Word for word, copy all of the entries.

Text-to-region grounding data

┌──

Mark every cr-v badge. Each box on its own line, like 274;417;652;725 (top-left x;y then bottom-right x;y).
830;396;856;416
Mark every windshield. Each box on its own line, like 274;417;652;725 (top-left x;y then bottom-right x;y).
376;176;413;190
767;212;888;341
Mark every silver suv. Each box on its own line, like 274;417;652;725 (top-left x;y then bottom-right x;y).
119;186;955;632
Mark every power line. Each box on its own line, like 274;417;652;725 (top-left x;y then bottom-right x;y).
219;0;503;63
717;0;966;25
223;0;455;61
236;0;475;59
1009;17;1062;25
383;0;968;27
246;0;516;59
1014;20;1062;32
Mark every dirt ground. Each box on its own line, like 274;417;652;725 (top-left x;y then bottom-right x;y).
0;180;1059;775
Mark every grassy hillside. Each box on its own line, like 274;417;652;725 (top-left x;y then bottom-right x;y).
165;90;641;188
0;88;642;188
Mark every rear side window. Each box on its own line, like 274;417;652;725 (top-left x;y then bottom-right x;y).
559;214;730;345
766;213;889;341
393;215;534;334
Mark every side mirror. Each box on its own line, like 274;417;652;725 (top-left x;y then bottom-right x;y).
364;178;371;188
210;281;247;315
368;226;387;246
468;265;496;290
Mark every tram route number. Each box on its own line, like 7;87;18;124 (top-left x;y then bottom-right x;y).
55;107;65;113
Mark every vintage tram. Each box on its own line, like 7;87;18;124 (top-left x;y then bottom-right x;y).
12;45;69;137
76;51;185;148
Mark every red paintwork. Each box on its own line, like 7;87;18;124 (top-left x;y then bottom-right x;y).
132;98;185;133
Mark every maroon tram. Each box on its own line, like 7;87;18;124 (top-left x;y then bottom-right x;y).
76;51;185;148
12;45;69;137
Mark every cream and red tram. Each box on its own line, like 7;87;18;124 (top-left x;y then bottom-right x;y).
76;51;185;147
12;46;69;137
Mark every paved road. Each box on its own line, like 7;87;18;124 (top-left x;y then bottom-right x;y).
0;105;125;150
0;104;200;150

└──

> [WRITTEN SOLUTION]:
Mark every cr-v badge. Each box on its own line, like 274;417;652;725 (top-left x;y then bottom-right x;y).
830;396;856;416
Mark every windshield. Each box on its own line, like 274;417;652;725 (top-left x;y then bottom-right x;y).
376;176;413;190
767;212;888;341
Mark every silver suv. Each box on its own line, like 274;417;652;725 (top-left x;y then bottom-right x;y).
119;186;955;632
Mark every power line. Each box on its own line, like 274;417;652;725 (top-left x;y then bottom-right x;y).
219;0;503;63
717;0;966;25
223;0;455;61
236;0;475;59
1009;17;1062;25
383;0;968;27
246;0;516;59
1014;20;1062;32
Mark every dirt ground. Each box on its own line, like 274;417;652;725 (top-left x;y then bottom-right x;y).
0;180;1059;775
Mark every grassy hillside. Each box on its own line, like 274;417;652;725 (top-left x;y then bottom-right x;y).
165;90;641;188
0;88;642;188
Mark every rear side window. Each box on its own line, like 274;417;652;725 (top-left x;y then bottom-right x;y).
559;214;730;345
766;213;889;341
393;215;534;334
Mark every side mirror. Each box on its own line, like 274;417;652;725 (top-left x;y then bottom-right x;y).
364;178;371;188
210;281;247;315
368;226;387;246
468;265;496;290
Mark every tram route number. Each box on its own line, like 7;87;18;124 (top-left x;y then bottom-right x;y).
55;107;65;113
Mark every vintage tram. Each box on its own line, like 7;87;18;124 (top-left x;y then bottom-right x;y).
12;45;69;137
76;51;185;148
Mark every red paintwork. Each box on its own line, like 7;87;18;124 (top-left x;y then bottom-right x;y).
132;98;185;133
Mark every maroon tram. Each box on its own line, like 7;87;18;124 (top-left x;y then bottom-right x;y).
76;51;185;148
12;45;69;137
Mark every cream and red tram. Each box on its own line, like 7;87;18;124 (top-left x;y then bottom-right x;y).
76;51;185;147
12;46;69;137
Mark every paved road. Each box on its own line, like 7;87;18;124 (top-left x;y then bottom-right x;y).
0;105;125;150
0;104;200;150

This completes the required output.